**Work instructions**
Look for the word "patient" in the entries and copy each line where it appears.

--- Data to process Enclosed Below ---

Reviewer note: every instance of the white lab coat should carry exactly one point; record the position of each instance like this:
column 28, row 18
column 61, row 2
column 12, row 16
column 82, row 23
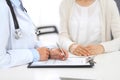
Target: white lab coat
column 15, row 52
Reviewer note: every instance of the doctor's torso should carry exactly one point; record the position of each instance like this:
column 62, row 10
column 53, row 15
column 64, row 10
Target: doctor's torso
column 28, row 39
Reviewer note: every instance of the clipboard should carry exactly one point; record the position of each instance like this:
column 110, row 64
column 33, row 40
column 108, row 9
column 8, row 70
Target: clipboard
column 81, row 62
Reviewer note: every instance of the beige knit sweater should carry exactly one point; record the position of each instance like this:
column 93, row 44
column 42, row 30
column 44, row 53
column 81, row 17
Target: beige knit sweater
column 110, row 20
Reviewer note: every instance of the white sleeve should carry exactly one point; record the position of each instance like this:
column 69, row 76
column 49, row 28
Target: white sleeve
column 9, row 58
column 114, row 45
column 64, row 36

--- End of Enclosed Data to process ---
--- Data to process Enclosed Below ---

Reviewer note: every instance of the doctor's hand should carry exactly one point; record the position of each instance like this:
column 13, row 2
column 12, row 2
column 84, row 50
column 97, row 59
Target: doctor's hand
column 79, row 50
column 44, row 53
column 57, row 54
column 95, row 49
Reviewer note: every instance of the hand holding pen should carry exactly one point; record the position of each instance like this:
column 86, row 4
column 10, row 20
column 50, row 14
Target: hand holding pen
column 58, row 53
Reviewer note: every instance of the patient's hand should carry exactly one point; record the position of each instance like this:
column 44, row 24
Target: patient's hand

--- End of Enclosed Data to process ---
--- Data to process Enclosed Below ---

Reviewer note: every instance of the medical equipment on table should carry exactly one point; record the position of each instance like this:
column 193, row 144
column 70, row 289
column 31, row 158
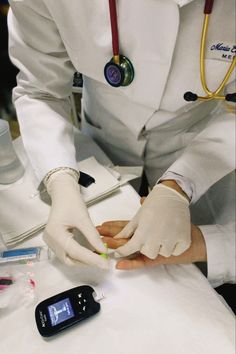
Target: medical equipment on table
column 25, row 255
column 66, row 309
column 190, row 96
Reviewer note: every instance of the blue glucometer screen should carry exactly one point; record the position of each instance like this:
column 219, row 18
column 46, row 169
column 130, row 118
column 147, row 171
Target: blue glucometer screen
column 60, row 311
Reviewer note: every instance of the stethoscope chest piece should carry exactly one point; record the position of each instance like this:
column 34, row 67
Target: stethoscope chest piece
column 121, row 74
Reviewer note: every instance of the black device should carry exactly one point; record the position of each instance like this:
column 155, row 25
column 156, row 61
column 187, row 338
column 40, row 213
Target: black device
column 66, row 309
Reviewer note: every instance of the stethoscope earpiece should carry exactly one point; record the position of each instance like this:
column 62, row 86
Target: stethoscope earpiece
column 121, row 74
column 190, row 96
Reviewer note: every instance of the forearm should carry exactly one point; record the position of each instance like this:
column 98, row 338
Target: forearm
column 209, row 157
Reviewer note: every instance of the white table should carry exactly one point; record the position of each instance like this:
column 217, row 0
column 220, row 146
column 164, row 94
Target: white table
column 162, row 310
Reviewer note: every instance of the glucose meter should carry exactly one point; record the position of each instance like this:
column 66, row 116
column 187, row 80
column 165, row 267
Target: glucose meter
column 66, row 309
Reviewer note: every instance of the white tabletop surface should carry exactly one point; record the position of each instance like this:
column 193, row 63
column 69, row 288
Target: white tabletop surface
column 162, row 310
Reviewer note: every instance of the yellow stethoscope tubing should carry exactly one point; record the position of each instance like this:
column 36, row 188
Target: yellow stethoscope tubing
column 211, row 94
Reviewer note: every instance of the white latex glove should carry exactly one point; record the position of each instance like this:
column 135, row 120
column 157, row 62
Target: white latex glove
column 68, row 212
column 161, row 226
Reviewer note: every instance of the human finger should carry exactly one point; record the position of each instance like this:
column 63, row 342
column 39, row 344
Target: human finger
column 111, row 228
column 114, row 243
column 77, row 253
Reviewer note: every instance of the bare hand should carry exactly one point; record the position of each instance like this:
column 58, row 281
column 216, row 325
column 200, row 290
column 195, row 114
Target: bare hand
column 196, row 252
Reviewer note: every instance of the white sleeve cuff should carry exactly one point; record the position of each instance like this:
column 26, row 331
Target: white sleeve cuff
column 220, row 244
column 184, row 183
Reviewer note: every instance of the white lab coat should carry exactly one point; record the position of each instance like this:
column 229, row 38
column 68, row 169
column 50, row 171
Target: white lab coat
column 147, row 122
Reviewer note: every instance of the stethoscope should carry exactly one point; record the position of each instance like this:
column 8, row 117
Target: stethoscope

--- End of Enclosed Data to process ---

**Result below**
Reviewer note: every instance of the patient's hand should carry exactly one point; record the position of each instance like this:
Target: patient's hand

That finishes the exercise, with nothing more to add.